EXTRACTED DATA:
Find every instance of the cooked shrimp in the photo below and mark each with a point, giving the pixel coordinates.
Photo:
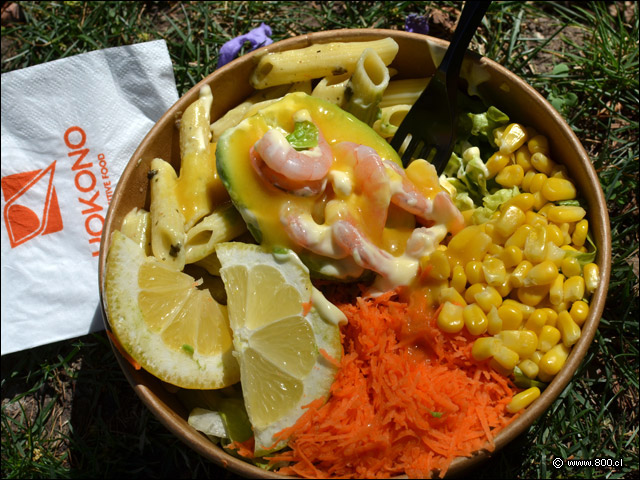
(371, 181)
(364, 252)
(441, 209)
(282, 165)
(277, 180)
(304, 231)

GOAL OF THE EXERCISE: Restate every line above exactly, omitting images.

EXPECTED OUTPUT:
Find every instance of the cooked shrimp in the photo below and mark each with a point, giving the pixel coordinates.
Photo:
(371, 181)
(364, 252)
(441, 209)
(282, 165)
(277, 180)
(304, 231)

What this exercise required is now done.